**PASSAGE**
Michael Rowe

Trying to get better at getting better

Rejected AMEE abstract (workshop) | ChatGPT and its implications for health professions education

See this brief post on my reasons for sharing rejections.

Background

The release of ChatGPT in November 2022 was accompanied by an explosion of interest in both mainstream and academic media. It has simultaneously been described as the saviour of higher education, and the beginning of the end. The fact is, it could be both. ChatGPT can produce plausible responses to very challenging questions. These responses are clear, concise, and articulate. But sometimes, it’s wrong. Very wrong. And it can take a lot of time and expertise to untangle which threads of the response can be trusted. And this is the problem. While we know that human beings can also be wrong, we trust that they’re guided by a mental model that more-or-less aligns with our own. But ChatGPT has no such underlying philosophy, and we should therefore have little reason to trust its responses. This isn’t to say that ChatGPT has no value. On the contrary; chatbots and their foundational large language models (LLMs) have the potential to revolutionise health professions education. Just not in the way you may think.

Who should participate

This introductory workshop is aimed at educators interested in the implications of large language models, like ChatGPT, on health professions education.

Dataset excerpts
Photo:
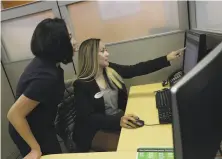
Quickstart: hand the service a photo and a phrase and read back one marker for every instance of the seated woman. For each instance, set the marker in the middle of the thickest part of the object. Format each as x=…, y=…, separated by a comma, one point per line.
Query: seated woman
x=100, y=93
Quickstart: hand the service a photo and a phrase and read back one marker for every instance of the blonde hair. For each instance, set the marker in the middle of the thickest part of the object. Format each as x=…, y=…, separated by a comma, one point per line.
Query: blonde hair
x=89, y=66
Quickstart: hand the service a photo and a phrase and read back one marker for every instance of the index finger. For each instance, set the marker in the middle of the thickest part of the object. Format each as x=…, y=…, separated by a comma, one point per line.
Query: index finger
x=180, y=50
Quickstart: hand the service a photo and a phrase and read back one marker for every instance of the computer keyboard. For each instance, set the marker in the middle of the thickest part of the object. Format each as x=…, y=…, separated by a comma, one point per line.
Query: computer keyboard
x=163, y=104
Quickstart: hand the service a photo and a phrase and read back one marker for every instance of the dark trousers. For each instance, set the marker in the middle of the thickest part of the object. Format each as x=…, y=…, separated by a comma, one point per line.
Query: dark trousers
x=85, y=132
x=48, y=145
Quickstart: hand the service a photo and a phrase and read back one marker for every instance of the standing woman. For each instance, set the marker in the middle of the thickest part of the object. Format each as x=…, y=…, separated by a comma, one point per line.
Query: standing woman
x=100, y=93
x=39, y=90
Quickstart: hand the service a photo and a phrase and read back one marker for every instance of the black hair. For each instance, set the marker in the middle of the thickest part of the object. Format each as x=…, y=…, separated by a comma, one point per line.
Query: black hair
x=51, y=41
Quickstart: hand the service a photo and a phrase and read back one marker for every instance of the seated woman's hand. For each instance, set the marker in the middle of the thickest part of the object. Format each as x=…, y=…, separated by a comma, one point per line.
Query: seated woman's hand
x=128, y=121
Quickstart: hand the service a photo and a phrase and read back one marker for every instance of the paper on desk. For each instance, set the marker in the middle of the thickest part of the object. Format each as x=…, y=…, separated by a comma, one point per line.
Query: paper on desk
x=155, y=153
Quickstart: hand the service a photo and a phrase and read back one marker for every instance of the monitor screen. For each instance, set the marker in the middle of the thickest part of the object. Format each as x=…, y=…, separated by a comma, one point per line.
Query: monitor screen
x=191, y=52
x=196, y=105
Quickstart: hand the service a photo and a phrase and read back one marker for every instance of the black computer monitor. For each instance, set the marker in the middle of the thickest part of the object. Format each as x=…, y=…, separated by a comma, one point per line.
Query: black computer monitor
x=195, y=44
x=197, y=109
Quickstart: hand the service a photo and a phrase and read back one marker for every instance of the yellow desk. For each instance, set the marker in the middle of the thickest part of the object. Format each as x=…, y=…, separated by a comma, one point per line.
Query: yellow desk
x=142, y=103
x=100, y=155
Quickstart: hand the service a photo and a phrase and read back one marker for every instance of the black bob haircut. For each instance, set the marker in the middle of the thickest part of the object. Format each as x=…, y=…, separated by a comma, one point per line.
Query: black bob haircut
x=51, y=41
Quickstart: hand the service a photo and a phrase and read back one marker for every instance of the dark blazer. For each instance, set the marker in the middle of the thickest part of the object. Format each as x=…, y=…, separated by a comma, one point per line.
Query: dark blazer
x=91, y=115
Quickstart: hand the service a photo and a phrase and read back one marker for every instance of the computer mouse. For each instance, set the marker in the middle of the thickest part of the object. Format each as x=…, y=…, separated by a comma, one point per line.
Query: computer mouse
x=140, y=123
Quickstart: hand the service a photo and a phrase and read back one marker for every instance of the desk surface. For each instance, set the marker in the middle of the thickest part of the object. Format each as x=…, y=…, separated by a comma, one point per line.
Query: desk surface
x=100, y=155
x=142, y=103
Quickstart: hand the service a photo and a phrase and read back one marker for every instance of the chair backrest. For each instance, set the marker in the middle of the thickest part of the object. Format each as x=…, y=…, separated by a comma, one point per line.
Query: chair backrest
x=65, y=118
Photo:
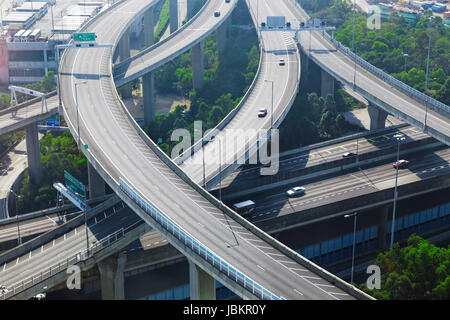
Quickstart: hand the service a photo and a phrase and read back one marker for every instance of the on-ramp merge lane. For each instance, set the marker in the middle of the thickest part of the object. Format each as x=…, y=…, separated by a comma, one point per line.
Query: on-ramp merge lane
x=121, y=152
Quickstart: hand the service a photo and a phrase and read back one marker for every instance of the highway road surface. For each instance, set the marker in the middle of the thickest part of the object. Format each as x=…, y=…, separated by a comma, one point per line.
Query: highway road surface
x=305, y=159
x=319, y=192
x=276, y=45
x=66, y=246
x=325, y=54
x=115, y=145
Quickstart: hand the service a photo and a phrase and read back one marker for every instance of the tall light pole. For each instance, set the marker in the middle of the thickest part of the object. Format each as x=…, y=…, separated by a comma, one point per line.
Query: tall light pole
x=78, y=113
x=353, y=42
x=399, y=138
x=19, y=240
x=220, y=169
x=405, y=55
x=271, y=112
x=354, y=242
x=426, y=79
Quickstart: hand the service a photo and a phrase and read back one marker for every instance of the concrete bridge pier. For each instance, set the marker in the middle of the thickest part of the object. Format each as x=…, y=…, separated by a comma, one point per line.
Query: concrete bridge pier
x=33, y=154
x=221, y=36
x=124, y=52
x=149, y=32
x=148, y=91
x=112, y=277
x=382, y=227
x=190, y=8
x=148, y=80
x=377, y=117
x=327, y=84
x=202, y=285
x=198, y=65
x=173, y=12
x=96, y=183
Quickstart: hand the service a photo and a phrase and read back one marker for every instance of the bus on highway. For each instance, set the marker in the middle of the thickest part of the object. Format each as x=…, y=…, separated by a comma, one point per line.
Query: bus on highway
x=244, y=208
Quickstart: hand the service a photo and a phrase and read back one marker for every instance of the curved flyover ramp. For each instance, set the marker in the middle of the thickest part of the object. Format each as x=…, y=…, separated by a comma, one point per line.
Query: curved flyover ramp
x=194, y=222
x=196, y=30
x=385, y=92
x=239, y=134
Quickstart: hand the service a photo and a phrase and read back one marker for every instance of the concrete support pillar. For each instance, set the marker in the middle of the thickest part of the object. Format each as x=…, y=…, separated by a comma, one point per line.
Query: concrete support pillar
x=202, y=285
x=33, y=154
x=377, y=117
x=96, y=183
x=221, y=37
x=45, y=61
x=327, y=84
x=149, y=31
x=173, y=12
x=124, y=52
x=382, y=227
x=190, y=8
x=198, y=65
x=112, y=277
x=148, y=91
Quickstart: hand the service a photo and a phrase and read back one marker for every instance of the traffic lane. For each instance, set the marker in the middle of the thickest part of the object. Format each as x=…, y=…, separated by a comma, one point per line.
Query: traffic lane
x=326, y=154
x=7, y=119
x=141, y=173
x=347, y=186
x=167, y=204
x=344, y=66
x=66, y=246
x=276, y=45
x=246, y=121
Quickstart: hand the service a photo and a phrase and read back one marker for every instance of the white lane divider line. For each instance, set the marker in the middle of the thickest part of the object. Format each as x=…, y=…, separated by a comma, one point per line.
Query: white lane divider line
x=52, y=220
x=298, y=292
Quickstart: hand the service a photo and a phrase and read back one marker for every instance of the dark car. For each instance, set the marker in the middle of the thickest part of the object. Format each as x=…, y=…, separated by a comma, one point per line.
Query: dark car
x=348, y=154
x=262, y=113
x=401, y=164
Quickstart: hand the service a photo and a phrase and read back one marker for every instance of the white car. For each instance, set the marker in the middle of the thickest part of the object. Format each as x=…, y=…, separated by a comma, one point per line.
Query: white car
x=296, y=191
x=3, y=290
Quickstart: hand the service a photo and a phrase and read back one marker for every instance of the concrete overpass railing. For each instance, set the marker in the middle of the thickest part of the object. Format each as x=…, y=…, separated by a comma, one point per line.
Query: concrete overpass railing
x=57, y=272
x=433, y=104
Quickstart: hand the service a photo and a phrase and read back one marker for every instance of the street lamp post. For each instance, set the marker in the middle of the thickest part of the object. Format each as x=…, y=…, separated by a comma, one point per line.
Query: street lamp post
x=426, y=79
x=78, y=113
x=405, y=55
x=271, y=112
x=19, y=240
x=399, y=138
x=353, y=42
x=354, y=242
x=220, y=169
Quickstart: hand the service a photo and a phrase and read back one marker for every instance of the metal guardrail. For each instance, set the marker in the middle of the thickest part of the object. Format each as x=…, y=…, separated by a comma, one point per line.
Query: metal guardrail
x=65, y=264
x=399, y=85
x=197, y=247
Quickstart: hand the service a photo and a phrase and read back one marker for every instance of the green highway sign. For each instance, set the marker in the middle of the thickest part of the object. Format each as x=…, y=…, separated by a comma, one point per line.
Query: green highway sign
x=82, y=37
x=74, y=185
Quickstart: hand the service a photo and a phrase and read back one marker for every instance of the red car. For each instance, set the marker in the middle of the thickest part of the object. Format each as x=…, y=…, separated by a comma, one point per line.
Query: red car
x=401, y=164
x=262, y=113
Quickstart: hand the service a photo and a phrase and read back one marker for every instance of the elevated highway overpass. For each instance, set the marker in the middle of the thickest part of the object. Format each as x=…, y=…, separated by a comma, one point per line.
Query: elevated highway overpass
x=141, y=175
x=386, y=94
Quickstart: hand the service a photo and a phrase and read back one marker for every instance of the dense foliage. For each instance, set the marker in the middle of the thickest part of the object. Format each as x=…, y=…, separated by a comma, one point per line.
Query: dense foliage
x=227, y=77
x=47, y=84
x=57, y=154
x=384, y=48
x=418, y=271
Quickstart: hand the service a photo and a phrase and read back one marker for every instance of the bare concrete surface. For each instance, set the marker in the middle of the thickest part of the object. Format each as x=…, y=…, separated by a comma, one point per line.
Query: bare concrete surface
x=360, y=117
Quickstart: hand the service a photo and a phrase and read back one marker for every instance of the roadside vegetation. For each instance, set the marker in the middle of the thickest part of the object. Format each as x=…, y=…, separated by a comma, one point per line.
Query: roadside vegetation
x=384, y=48
x=418, y=271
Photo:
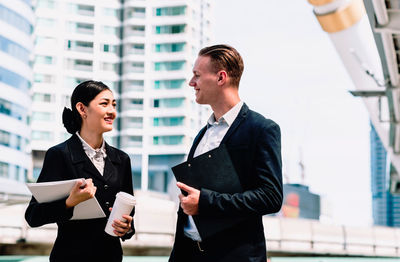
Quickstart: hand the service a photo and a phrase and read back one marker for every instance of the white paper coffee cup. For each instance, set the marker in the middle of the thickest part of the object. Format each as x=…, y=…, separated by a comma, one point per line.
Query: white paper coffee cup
x=123, y=205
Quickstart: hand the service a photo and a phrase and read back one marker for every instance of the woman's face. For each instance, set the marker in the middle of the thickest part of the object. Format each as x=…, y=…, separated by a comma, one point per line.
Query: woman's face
x=100, y=113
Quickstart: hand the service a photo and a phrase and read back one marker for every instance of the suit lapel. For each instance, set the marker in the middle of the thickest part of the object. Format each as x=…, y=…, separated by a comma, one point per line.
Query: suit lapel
x=241, y=116
x=110, y=163
x=196, y=142
x=81, y=160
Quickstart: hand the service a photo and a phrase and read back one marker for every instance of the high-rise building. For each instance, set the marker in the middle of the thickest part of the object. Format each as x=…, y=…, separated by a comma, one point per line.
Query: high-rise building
x=144, y=50
x=299, y=202
x=385, y=206
x=16, y=44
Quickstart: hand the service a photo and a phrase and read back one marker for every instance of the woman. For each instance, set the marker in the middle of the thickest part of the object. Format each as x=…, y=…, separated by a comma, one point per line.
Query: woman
x=106, y=171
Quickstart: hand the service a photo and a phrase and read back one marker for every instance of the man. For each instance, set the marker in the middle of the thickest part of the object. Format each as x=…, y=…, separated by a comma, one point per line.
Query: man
x=253, y=143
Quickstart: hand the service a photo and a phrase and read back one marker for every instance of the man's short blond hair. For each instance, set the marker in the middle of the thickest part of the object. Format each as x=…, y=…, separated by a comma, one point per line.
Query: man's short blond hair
x=225, y=57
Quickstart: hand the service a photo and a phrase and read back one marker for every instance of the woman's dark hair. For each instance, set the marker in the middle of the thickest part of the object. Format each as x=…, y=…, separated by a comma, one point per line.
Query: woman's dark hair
x=84, y=93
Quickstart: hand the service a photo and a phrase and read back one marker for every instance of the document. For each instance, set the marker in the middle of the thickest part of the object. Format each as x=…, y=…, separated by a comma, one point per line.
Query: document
x=212, y=170
x=51, y=191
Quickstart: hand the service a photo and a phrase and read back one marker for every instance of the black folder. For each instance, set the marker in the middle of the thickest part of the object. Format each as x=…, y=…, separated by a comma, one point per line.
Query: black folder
x=212, y=170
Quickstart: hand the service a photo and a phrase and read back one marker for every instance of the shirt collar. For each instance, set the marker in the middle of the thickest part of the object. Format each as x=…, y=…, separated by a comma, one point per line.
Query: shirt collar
x=228, y=117
x=90, y=151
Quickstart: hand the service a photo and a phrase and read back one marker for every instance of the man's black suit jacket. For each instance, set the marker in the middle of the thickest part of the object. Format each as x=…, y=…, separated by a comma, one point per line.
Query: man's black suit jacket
x=254, y=146
x=82, y=240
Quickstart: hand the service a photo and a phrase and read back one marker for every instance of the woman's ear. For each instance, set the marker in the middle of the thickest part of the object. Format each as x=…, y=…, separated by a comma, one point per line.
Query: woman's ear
x=81, y=109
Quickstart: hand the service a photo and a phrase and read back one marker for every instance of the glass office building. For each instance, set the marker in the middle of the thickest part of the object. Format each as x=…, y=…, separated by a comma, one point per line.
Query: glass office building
x=144, y=50
x=385, y=206
x=16, y=45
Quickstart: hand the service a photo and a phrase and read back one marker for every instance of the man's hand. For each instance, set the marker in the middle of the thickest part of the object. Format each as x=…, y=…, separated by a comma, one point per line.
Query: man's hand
x=189, y=203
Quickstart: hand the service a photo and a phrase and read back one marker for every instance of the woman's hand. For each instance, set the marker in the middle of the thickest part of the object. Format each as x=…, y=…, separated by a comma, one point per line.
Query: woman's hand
x=82, y=191
x=120, y=227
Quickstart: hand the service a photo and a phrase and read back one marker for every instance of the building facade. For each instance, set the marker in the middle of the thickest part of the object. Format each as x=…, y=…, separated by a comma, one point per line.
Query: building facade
x=299, y=202
x=16, y=44
x=144, y=50
x=385, y=205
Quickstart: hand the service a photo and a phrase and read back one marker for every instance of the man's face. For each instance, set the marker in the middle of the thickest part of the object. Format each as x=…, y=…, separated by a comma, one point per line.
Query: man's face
x=205, y=81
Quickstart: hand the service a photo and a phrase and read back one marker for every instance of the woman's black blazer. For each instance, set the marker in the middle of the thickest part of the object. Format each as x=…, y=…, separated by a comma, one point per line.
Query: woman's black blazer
x=82, y=240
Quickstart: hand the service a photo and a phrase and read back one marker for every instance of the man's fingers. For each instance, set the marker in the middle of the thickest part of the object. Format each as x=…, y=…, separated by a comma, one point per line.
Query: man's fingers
x=185, y=187
x=181, y=197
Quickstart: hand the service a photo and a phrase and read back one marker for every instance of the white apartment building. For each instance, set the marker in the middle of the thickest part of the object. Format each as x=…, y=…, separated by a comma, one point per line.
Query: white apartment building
x=144, y=50
x=16, y=44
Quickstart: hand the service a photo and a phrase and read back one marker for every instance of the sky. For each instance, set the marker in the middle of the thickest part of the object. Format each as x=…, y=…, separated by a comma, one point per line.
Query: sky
x=294, y=76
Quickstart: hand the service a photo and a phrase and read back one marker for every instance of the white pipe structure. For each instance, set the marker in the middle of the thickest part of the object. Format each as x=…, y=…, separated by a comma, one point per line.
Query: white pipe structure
x=347, y=24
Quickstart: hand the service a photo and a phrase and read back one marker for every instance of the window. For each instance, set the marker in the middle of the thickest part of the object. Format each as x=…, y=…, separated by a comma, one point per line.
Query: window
x=86, y=10
x=109, y=67
x=168, y=121
x=137, y=67
x=12, y=79
x=110, y=12
x=13, y=110
x=45, y=22
x=137, y=49
x=5, y=138
x=134, y=122
x=169, y=65
x=42, y=135
x=46, y=60
x=170, y=29
x=4, y=167
x=169, y=84
x=14, y=19
x=14, y=49
x=170, y=102
x=170, y=11
x=169, y=47
x=84, y=65
x=107, y=48
x=45, y=42
x=137, y=30
x=111, y=30
x=72, y=82
x=80, y=28
x=40, y=97
x=135, y=141
x=42, y=116
x=167, y=140
x=80, y=46
x=137, y=12
x=42, y=78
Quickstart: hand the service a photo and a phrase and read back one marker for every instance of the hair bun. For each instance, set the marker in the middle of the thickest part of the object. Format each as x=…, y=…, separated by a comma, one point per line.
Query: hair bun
x=69, y=121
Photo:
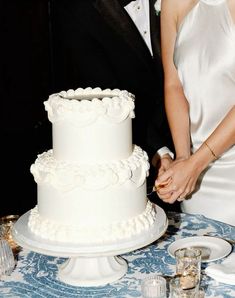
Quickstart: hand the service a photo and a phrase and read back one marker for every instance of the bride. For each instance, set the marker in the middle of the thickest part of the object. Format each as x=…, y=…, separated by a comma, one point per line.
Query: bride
x=198, y=52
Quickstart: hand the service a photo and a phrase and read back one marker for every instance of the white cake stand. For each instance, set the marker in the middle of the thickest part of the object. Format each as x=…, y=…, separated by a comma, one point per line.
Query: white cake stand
x=93, y=265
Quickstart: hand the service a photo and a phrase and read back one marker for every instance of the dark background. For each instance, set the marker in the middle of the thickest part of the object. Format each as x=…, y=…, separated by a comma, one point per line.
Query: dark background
x=26, y=81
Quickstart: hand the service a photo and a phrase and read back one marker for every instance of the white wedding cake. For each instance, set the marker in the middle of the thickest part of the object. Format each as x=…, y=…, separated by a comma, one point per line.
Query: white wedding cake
x=92, y=184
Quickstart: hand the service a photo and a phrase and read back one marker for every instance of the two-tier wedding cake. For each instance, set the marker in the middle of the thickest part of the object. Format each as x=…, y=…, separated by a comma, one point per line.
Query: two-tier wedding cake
x=92, y=184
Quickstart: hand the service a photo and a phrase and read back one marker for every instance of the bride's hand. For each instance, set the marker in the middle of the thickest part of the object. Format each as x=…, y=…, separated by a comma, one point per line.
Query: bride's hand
x=178, y=181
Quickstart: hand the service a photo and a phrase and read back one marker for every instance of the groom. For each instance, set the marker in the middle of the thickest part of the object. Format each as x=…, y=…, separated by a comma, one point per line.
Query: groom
x=114, y=44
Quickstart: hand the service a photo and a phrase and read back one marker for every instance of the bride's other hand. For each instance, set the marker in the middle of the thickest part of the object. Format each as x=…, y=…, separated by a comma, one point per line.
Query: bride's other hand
x=181, y=177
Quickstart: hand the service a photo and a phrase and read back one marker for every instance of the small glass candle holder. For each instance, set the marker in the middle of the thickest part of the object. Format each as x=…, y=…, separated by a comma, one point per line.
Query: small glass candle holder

**REQUIRED ACTION 1**
According to the workshop abstract about ChatGPT, when was ChatGPT released?
**REQUIRED ACTION 2**
Write the next part of the rejected workshop abstract on ChatGPT in health professions education, picking up after its last sentence.

**WRITTEN REPLY 1**
November 2022

**WRITTEN REPLY 2**
Structure of workshop

  1. The workshop will begin with a short presentation on large language models (LLMs), and how they relate to the broader field of artificial intelligence research. The presentation will then narrow in on GPT-3, one of several high-profile LLMs, and its public-facing chatbot, ChatGPT.
  2. Participants will then have an open-ended session of experimentation with ChatGPT, guided by a range of prompts, designed to demonstrate where ChatGPT shines, and where it fails.
  3. Finally, participants will discuss the results of this experimentation, and identify how, if at all, ChatGPT might enhance their practice.

Intended outcomes

The outcomes of the workshop will be for participants to:

  • Leave with an entry-level understanding of how large language models generate their responses.
  • Explore ChatGPT responses. Specifically, to probe ChatGPT with prompts designed to demonstrate its strengths and expose its weaknesses.
  • Identify 3–5 ways in which ChatGPT may enhance our teaching, and support student learning.